However having very large blocks also leads to inefficiencies. There is an optimal block size that can be computed (and having blocks slightly smaller than ideal block size is acceptable however it is not desirable to exceed the size limit). Computation of the optimal block size is outside the scope of this application. However the scope of this application is to attempt to build blocks as close to the size limit as possible with individual block integrity.

- - b. The duplication of data must be minimized for maximal efficiency. So the goal is to avoid sending the same data multiple times in each of several different blocks as far as possible. Typically the size limit may force the process to copy entities, but such copying should be minimized since the object gets loaded in the target system when the first copy is loaded. Subsequent copies are required for consistency of the blocks but do not add additional information to the target system.
  - c. Also note that the data being loaded is typically stored in a database. As a result the efficiency of computation needs to be measured in terms of database operations.

BACKGROUND

This embodiment concerns the loading of data from the output schema to the CMDB system (or any external system). It is assumed that previously the data has been transformed into a database schema that corresponds to the data model of the target CMDB such as by the processes described earlier herein. The database schema consists of:

- 1. Entity tables: these tables contain the entities (assets) that correspond to Cis in the target CMDB.

__Collected data__:
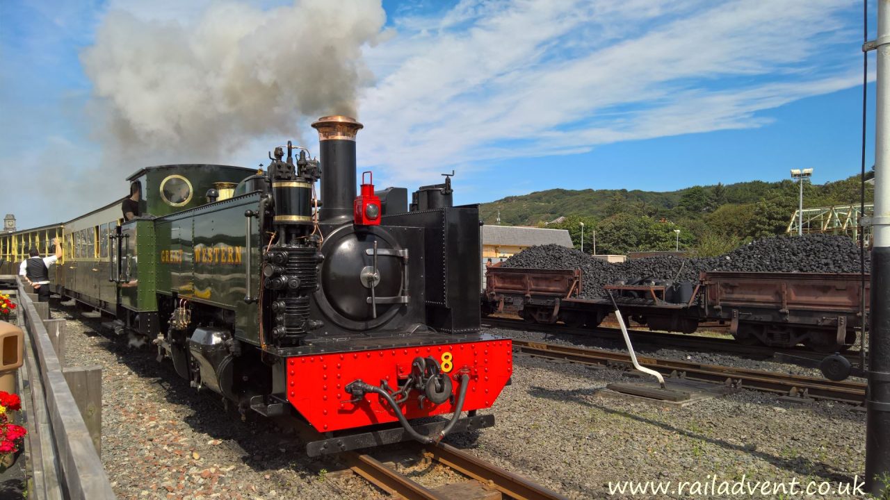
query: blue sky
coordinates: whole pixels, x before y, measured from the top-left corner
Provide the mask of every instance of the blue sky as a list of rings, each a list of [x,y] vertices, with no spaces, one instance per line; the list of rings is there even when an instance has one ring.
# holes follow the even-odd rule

__Exercises to complete__:
- a) Answer these questions from the passage on loading data into a CMDB, one answer per line:
(i) What does the passage say is outside the scope of the application?
(ii) According to the passage, when does an object get loaded in the target system?
(iii) In what terms does the passage say the efficiency of computation should be measured?
- b) Reproduce the part of the passage on loading data into a CMDB between "- - b. The duplication" and "the target system.", inclusive.
- c) Carry on the passage on loading data into a CMDB from the point where it stops.

__Results__:
- a)
(i) Computation of the optimal block size.
(ii) When the first copy is loaded.
(iii) In terms of database operations.

- b)
- - b. The duplication of data must be minimized for maximal efficiency. So the goal is to avoid sending the same data multiple times in each of several different blocks as far as possible. Typically the size limit may force the process to copy entities, but such copying should be minimized since the object gets loaded in the target system when the first copy is loaded. Subsequent copies are required for consistency of the blocks but do not add additional information to the target system.

- c)
- 2. Relationship Tables: These tables define relations between two entities possibly of two different types. For example, assume two CI types such as, ComputerSystem and OperatingSystem types. The ComputerSystem CI type refers to the hardware that is found by discovery process and the OperatingSystem CI type represents the Operating System e.g., Linux, Windows etc. that is installed on a given hardware. There can be relationship between the instances of these two types called InstalledOn. Each instance of the relationship identifies one instance of ComputerSystem (say CS1) and one instance of OperatingSystem (say OS1) such that OS1 is installed on CS1. The relation is directed which means that the two end points of the relation are asymmetric. For example, in the above instance of OS1 being installed on CS1—the relationship doesn't imply that CS1 is installed on OS1 (which is meaningless). Note that the relationship between two types T1 and T2 could be
  - a. 1-1 Relation: where each instance of T1 is associated with one and only one instance of T2 (and vice versa).
  - b. 1-N Relation: where each instance of T1 is associated with possibly multiple instances of T2. For example multiple Operating Systems may be installed on the same hardware machine.
  - c. M-N Relation: where multiple instances of T1 may be associated with multiple instances of T2 e.g., the relation between IP addresses and machines—one IP address can be used by multiple machines and a single machine can have multiple IP addresses.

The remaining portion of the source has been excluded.